-- START TASK INPUT --

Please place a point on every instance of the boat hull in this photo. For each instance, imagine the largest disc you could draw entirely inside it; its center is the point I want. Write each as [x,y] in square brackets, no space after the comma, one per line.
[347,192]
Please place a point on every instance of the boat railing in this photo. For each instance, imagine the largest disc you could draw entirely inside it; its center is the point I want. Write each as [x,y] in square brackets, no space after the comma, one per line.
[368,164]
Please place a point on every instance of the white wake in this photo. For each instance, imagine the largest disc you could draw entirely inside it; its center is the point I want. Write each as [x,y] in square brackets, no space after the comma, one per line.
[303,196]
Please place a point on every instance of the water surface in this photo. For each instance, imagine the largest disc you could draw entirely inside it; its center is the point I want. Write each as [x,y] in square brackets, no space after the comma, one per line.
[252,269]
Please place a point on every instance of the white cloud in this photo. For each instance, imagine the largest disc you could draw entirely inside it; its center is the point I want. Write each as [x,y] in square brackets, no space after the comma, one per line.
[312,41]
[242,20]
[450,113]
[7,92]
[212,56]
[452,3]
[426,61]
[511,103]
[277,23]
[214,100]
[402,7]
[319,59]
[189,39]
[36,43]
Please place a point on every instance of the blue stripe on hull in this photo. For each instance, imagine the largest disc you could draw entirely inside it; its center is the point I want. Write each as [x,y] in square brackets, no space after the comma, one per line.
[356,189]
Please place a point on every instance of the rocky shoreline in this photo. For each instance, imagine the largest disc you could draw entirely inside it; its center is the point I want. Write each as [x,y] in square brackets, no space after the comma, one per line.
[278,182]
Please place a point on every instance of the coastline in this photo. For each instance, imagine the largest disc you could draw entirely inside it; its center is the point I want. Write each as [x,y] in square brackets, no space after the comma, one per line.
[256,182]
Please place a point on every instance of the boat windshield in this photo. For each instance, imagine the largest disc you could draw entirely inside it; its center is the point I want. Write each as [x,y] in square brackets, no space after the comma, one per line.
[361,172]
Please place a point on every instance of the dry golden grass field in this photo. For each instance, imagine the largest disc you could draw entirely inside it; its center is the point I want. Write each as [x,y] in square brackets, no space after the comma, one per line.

-- END TASK INPUT --

◆ TASK STATEMENT ◆
Reproduce the entire listing above line for line, changing nothing.

◆ WORKED SOLUTION ◆
Please place a point on every instance of the boat hull in this photo. For each instance, imagine the largest disc you could draw entirely inside it; its center is the point I want. Write each as [x,y] in square brackets, no space after the comma, one per line.
[347,192]
Please place a point on every instance of the boat railing in this photo. For each instance, imagine the largest disc you could draw entirely inside it; its center is the point I want. Write each as [x,y] in square brackets, no space after the comma, one per line.
[368,164]
Please place a point on every instance of the white wake in this photo. For each instance, imagine the largest disc you could draw entirely inside it; its center is the point I want. Write each as [x,y] in square brackets, no space after the comma, one per line.
[303,196]
Please place a point on every instance of the water surface in this photo. For each instance, imagine the largest disc you could draw entirely inside it; its center is the point I want. Write each as [x,y] in square brackets, no space after the comma, one per line.
[252,269]
Please place a point on every instance of the white cloud in this photo. For each instance, imagine the largest disc you could draw entirely inside it; its center is the point I want. Write each as [x,y] in square brackets, no space after the comma, one per line.
[312,41]
[242,20]
[450,113]
[7,92]
[212,56]
[452,3]
[426,61]
[511,103]
[277,23]
[214,100]
[402,7]
[319,59]
[189,39]
[36,43]
Please place a point on every instance of the blue stripe on hull in this photo. For each instance, imagine the largest disc you could draw entirely inside it; its center is the point I want. Write each as [x,y] in square brackets, no space after the comma, one per line.
[356,189]
Please place a point on every instance of the rocky shoreline in this photo. For each instance, imagine the largest disc you could draw entirely inside it; its center is the point I want. Write each as [x,y] in square brackets, no space after the comma, one per line.
[278,182]
Please place a point on every instance of the coastline in this photo. For each instance, imagine the largest disc you could draw entirely inside it; its center is the point I want. Write each as [x,y] in square brackets, no space after the comma, one per line.
[256,182]
Please place a point on every instance of the boat windshield in this photo. For each instance, imagine the largest disc you could draw entirely inside it; its center is the point I want. Write each as [x,y] in square brackets, no space after the comma, one per line.
[361,172]
Please place a point on every instance of the dry golden grass field in this photo. For each instance, imagine the largest disc you could draw entirely inside it; its center is the point I want. Write each as [x,y] in square brackets, no space after the comma, one per line.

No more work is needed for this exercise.